Degradasi etika terjadi ketika seseorang tak lagi mengindahkan etika-etika dalam bersosial secara digital dan melanggar kode etik dalam berbagai bidang seperti kode etik jurnalistik, kesehatan, dll. Contoh - contoh yang nyata degradasi ini adalah penyebarluasan disturbing picture tanpa sensor seperti foto korban kecelakaan dengan banyak darah dan atau anggota tubuh tak lengkap, foto pasien maupun jenazah dalam kondisi tidak baik, dll. Selain melanggar etika, tak jarang degradasi etika ini dibarengi dengan degradasi moral dan empati. Contoh nyata hal tersebut yang relevan dalam masa sekarang ini (pandemi) adalah membocorkan dan atau menyebarluaskan data rekam medis pasien penderita covid 19 secara detail beserta identitas dan alamat lengkap pasien. Padahal negara secara tegas melarang tindakan tersebut dan menghimbau masyarakat untuk dapat mengakses berita melalui kanal resmi yang valid.


Keamanan data dan privasi

Keamanan dan privasi data menjadi isu yang sangat penting pada revolusi indistri 4.0 yang tidak banyak disadari oleh masyarakat. Di era digitalisasi, data merupakan suatu sumber daya yang paling bernilai dan dijadikan komoditas oleh pihak – pihak tertentu sehingga munculah jargon “siapa yang memiliki data, maka dia yang berkuasa”. Hal ini dikarenakan hampir semua kegiatan pada revolusi industri 4.0 didasarkan pada data (evidence base). Semua sektor mulai dari peternakan sampai dengan politik menggunakan data yang kemudian diolah dan menghasilkan output yang dimanfaatkan oleh sektor-sektor tersebut. Sayangnya, banyak masyarakat yang belum memiliki kesadaran akan hal ini. Contohnya adalah perilaku sebagian masyarakat yang dengan mudahnya membagikan data pribadi orang lain bahkan data diri sendiri di media sosial seperti KTP, SIM, PASPOR, dll. Ada pula upaya pihak-pihak yang tidak bertanggung jawab yang menawarkan bantuan kuota internet dsb ditengah pandemi dengan syarat mengunggah identitas pribadi (KTP & KK).

_Petunjuk Kerja_:
Sambung kutipan tentang etika digital dan keamanan data di atas dengan satu paragraf baru yang dimulai setelah kalimat terakhirnya.

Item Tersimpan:
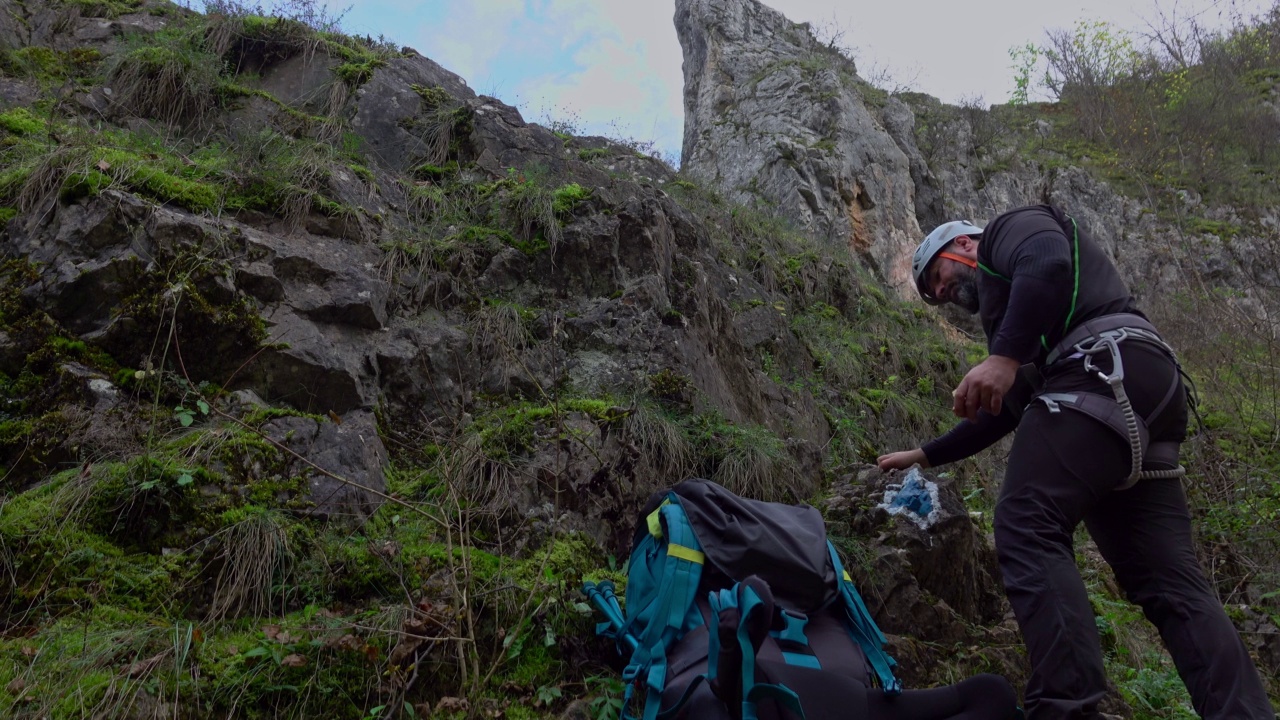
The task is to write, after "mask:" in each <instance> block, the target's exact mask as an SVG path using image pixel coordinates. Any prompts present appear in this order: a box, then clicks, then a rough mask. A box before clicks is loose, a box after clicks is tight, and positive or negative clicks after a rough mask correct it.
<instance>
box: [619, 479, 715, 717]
mask: <svg viewBox="0 0 1280 720" xmlns="http://www.w3.org/2000/svg"><path fill="white" fill-rule="evenodd" d="M649 532H650V534H652V536H654V537H655V538H657V539H658V543H657V544H658V557H657V559H655V560H654V562H655V564H659V565H660V566H662V569H663V570H662V579H660V580H659V583H658V593H657V600H655V605H654V607H653V609H652V615H650V616H649V623H648V624H646V625H645V630H644V634H643V635H641V637H639V638H637V641H639V642H637V646H639V647H636V651H635V653H632V656H631V662H630V664H628V665H627V667H626V670H623V673H622V678H623V679H625V680H627V683H628V687H627V696H628V697H627V698H626V701H630V693H631V692H632V689H634V688H635V689H639V687H640V685H641V684H643V685H644V688H645V703H644V715H643V720H657V717H658V712H659V710H660V706H662V691H663V689H664V688H666V685H667V648H668V647H671V646H672V644H673V643H675V642H676V641H677V639H680V637H681V635H682V634H684V632H685V630H686V629H689V628H692V626H696V625H698V624H700V623H701V615H700V614H699V612H698V607H696V606H695V603H694V597H695V593H696V591H698V582H699V580H700V579H701V574H703V562H704V561H705V556H704V555H703V548H701V544H700V543H699V542H698V537H696V536H695V534H694V529H692V528H691V527H690V525H689V519H687V518H686V516H685V510H684V507H681V506H680V500H678V498H677V497H676V496H673V495H672V496H671V497H669V498H668V502H666V503H663V505H662V506H659V507H658V510H655V511H654V518H650V521H649ZM686 620H687V623H686ZM685 700H687V693H686V696H685V697H684V698H681V702H684V701H685ZM627 705H630V702H627ZM676 707H678V705H677V706H676ZM671 710H673V708H671ZM671 710H668V712H669V711H671ZM663 715H666V712H664V714H663ZM623 716H625V717H630V715H627V714H626V706H625V708H623Z"/></svg>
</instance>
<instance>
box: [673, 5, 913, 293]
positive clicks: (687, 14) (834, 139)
mask: <svg viewBox="0 0 1280 720" xmlns="http://www.w3.org/2000/svg"><path fill="white" fill-rule="evenodd" d="M676 31H677V33H678V36H680V44H681V46H682V47H684V53H685V65H684V68H685V140H684V155H682V169H684V170H685V172H687V173H689V174H690V176H692V177H695V178H698V179H700V181H704V182H707V183H709V184H712V186H713V187H717V188H719V190H721V192H723V193H724V195H726V196H727V197H730V199H732V200H735V201H739V202H742V204H748V205H751V204H754V205H756V206H760V208H768V209H772V210H776V211H777V213H778V214H781V215H783V217H786V218H788V219H791V220H794V222H795V223H796V224H799V225H800V227H804V228H808V229H810V231H813V232H815V233H818V234H819V236H824V237H828V238H832V240H840V241H842V242H845V243H847V246H849V247H850V250H851V251H854V252H856V254H859V255H860V256H863V258H864V260H865V261H869V263H870V265H872V266H874V268H877V269H878V270H879V272H881V274H882V275H883V277H884V278H886V279H887V281H888V282H890V283H891V284H893V286H896V287H899V288H904V290H909V279H910V261H909V252H910V250H911V249H913V247H914V246H915V243H918V242H919V238H920V237H922V236H920V232H919V231H920V228H919V225H918V223H916V219H915V183H914V182H913V177H911V161H910V159H909V158H908V155H906V154H904V151H902V150H901V149H900V147H899V146H897V145H896V143H895V142H893V138H892V137H891V135H890V133H888V132H887V131H886V128H884V124H883V123H882V122H881V119H879V118H877V117H876V115H874V114H873V113H872V111H870V110H869V109H868V105H867V102H865V100H864V97H863V92H864V88H865V87H867V86H865V85H864V83H861V82H860V81H859V79H858V77H856V74H855V68H854V64H852V61H851V60H849V59H846V58H844V56H842V55H840V53H837V51H835V50H832V49H829V47H827V46H824V45H822V44H820V42H818V41H817V40H814V37H813V35H812V33H810V32H809V28H808V26H801V24H796V23H792V22H790V20H787V19H786V18H785V17H782V15H781V14H780V13H777V12H774V10H771V9H769V8H765V6H764V5H762V4H759V3H756V1H755V0H677V3H676Z"/></svg>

_Hasil Tugas_:
Kesadaran hukum

Generasi muda yang tumbuh dalam era revolusi industri 4.0 memiliki perbedaan yang sangat signifikan dibandingkan era-era sebelumnya. Mereka sudah tidak lagi merasa terpatri aturan-aturan adat istiadat yang syarat dengan petuah dan kearifan lokal. Mereka cenderung lebih moderat, empiris dan merasa tidak dibatasi oleh suku, agama, ras maupun negara. Pandangan semacam ini disebut sebagai global citizenship dimana sudah tidak ada lagi sekat dalam dunia digital yang mengotak-kotakkan individu. Merekalah generasi milenial yang memiliki pola pikir futuristik dan dinamis serta kreatifitas yang sangat tinggi. Generasi milenial ini mampu membuat breakthru ditengah-tengah dunia VUCA ini. Maka dapat dipahami cita-cita anak pada zaman ini bukanlah menjadi pilot, astronot, dokter dll yang sering menjadi cita-cita standar generasi sebelumnya melainkan lebih memilih menjadi youtuber, gamer profesional, selebgram dll.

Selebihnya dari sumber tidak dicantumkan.